# [Dataset extract]
START
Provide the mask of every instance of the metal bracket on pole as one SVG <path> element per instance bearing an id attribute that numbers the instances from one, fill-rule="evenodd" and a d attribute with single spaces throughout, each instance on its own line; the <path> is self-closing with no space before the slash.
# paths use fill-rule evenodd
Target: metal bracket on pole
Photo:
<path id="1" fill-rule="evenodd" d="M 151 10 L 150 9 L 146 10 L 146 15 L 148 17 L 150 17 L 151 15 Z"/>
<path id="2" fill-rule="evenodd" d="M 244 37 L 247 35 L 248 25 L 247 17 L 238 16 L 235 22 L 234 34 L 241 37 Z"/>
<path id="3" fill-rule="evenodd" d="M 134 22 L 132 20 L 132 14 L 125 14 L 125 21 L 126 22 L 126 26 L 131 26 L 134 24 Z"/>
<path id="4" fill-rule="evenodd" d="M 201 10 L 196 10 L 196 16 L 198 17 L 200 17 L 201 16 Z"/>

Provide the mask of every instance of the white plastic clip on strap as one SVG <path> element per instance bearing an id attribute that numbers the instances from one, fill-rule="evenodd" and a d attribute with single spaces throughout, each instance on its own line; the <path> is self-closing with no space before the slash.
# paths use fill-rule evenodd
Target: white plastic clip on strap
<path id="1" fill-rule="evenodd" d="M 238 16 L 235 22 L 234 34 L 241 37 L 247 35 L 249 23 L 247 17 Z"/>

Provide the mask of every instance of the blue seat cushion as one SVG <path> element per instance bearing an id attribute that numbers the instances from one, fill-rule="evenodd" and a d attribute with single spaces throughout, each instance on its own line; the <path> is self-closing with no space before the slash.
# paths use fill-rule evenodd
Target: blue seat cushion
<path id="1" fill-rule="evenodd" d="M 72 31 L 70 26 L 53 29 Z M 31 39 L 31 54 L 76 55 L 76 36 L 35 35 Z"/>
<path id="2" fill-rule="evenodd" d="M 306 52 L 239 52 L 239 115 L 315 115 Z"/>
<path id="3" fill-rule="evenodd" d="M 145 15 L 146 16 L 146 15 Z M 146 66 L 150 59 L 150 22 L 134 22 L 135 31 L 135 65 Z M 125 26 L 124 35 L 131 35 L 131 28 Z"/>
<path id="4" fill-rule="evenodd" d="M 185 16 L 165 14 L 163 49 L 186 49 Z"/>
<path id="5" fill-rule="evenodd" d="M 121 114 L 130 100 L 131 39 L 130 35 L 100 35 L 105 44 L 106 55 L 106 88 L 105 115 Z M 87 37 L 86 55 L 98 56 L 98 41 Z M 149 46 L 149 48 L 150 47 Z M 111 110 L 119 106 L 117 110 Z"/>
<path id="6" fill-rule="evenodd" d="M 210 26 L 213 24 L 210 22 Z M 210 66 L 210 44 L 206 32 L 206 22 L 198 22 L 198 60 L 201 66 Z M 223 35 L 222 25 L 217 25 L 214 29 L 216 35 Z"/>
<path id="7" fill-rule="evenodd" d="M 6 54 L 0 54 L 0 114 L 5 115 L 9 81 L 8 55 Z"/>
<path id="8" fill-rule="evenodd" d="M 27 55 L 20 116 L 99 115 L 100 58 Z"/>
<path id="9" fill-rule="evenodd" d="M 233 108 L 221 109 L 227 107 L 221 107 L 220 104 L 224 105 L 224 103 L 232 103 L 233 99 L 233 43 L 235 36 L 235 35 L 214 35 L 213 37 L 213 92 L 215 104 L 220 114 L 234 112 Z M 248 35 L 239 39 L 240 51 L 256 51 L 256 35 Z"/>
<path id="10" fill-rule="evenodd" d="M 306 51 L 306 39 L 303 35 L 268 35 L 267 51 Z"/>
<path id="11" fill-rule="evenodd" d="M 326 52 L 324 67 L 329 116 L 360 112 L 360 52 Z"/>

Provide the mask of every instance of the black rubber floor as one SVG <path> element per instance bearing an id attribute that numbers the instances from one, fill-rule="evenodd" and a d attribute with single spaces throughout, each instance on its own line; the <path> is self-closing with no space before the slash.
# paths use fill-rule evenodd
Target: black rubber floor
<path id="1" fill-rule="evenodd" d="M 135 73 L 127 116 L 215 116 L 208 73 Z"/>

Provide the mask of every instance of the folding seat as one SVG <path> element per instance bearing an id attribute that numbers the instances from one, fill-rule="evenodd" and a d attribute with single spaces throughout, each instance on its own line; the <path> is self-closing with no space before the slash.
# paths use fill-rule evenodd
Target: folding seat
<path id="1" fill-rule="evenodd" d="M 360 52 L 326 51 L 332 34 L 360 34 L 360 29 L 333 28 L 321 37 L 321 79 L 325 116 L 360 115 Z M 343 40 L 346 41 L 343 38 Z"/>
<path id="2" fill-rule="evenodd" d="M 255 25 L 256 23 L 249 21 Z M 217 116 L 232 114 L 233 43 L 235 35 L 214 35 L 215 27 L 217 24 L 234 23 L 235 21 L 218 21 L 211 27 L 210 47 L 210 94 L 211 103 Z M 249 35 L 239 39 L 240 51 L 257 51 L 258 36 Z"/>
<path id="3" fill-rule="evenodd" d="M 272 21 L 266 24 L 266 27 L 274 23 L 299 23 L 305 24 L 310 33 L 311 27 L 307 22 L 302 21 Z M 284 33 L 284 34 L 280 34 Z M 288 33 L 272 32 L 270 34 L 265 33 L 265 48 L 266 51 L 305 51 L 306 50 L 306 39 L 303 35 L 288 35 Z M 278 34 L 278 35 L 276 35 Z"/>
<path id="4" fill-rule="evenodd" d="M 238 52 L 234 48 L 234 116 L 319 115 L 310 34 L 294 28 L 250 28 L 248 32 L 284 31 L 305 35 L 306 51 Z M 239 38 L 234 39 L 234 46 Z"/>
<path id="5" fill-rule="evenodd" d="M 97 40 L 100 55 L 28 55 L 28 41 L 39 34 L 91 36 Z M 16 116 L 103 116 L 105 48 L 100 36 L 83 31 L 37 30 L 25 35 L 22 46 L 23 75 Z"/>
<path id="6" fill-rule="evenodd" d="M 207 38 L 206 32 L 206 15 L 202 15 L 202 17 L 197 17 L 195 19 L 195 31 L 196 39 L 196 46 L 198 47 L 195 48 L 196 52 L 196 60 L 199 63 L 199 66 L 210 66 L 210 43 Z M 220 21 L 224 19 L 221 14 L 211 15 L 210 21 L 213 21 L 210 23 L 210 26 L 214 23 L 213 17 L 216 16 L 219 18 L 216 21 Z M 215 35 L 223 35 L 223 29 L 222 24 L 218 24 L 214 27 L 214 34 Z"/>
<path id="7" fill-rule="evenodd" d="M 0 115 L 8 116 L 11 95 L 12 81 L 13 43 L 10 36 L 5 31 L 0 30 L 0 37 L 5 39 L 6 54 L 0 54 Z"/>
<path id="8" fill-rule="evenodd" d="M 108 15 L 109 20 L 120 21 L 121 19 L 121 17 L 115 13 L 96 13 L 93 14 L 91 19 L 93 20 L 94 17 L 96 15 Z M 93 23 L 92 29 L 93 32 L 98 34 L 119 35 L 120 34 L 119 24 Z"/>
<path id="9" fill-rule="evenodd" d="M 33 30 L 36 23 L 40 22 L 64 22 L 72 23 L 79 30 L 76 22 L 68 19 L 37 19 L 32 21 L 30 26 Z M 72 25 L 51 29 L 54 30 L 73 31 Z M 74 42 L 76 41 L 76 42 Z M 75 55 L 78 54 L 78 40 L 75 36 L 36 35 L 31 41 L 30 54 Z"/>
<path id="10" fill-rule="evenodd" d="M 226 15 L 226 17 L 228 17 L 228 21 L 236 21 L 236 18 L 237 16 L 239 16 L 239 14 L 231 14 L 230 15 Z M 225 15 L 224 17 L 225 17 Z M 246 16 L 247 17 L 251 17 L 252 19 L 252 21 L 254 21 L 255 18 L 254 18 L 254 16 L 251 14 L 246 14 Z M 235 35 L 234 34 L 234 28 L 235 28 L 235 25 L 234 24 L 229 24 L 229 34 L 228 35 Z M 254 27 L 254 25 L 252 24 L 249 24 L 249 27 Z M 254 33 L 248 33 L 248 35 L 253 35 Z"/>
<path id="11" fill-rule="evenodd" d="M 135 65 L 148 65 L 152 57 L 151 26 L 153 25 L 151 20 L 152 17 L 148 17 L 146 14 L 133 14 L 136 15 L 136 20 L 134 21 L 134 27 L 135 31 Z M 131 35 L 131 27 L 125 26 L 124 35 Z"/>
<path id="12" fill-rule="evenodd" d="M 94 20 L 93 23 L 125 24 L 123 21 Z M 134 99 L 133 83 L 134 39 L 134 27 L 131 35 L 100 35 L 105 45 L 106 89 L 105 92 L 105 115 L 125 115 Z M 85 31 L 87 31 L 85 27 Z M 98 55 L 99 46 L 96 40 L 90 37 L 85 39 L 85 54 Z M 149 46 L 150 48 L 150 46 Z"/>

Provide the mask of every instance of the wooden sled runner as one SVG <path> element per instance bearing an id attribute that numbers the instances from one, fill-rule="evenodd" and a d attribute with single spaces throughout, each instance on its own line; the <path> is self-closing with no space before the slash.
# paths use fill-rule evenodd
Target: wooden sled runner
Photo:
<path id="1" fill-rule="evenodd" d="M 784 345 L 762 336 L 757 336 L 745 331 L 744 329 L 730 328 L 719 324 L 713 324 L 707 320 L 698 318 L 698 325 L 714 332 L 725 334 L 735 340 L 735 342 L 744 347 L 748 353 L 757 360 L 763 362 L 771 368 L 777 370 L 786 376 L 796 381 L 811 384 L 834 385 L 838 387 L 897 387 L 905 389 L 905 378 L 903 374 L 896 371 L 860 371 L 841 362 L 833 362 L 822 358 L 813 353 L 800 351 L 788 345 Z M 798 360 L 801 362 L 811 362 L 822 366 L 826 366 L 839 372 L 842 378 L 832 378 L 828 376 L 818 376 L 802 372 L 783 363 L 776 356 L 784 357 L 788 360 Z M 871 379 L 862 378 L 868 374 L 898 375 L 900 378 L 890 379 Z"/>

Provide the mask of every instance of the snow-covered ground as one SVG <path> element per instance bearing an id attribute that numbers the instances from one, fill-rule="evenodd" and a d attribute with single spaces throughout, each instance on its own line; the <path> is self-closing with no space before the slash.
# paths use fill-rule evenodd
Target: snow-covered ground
END
# [Given problem]
Copy out the lines from the line with "Provide the mask of every instance of the blue" to the line with "55 L 20 116", including both of those lines, with no changes.

# [Exercise answer]
Provide the mask of every instance of the blue seat cushion as one SVG <path> element per instance bearing an id attribute that numbers the instances from one, fill-rule="evenodd" and a d attribute with single spaces throughout, each instance on its own line; the <path> is self-closing with no space before the slash.
# paths use fill-rule evenodd
Target: blue seat cushion
<path id="1" fill-rule="evenodd" d="M 72 31 L 70 26 L 53 29 Z M 31 39 L 31 54 L 76 55 L 76 36 L 35 35 Z"/>
<path id="2" fill-rule="evenodd" d="M 306 52 L 239 52 L 239 115 L 315 115 Z"/>
<path id="3" fill-rule="evenodd" d="M 145 15 L 146 16 L 146 15 Z M 146 66 L 150 59 L 150 22 L 134 22 L 135 31 L 135 65 Z M 125 26 L 124 35 L 131 35 L 131 28 Z"/>
<path id="4" fill-rule="evenodd" d="M 185 16 L 165 14 L 163 49 L 186 49 Z"/>
<path id="5" fill-rule="evenodd" d="M 121 114 L 130 100 L 131 39 L 130 35 L 100 35 L 105 44 L 106 55 L 106 88 L 105 115 Z M 87 37 L 86 55 L 98 56 L 98 41 Z M 149 46 L 149 48 L 150 47 Z M 111 110 L 119 106 L 117 110 Z"/>
<path id="6" fill-rule="evenodd" d="M 210 26 L 213 24 L 210 22 Z M 210 66 L 210 44 L 206 32 L 206 22 L 198 22 L 198 60 L 201 66 Z M 223 35 L 222 25 L 217 25 L 214 29 L 216 35 Z"/>
<path id="7" fill-rule="evenodd" d="M 6 54 L 0 54 L 0 114 L 5 115 L 9 81 L 8 55 Z"/>
<path id="8" fill-rule="evenodd" d="M 27 55 L 20 116 L 99 115 L 100 58 Z"/>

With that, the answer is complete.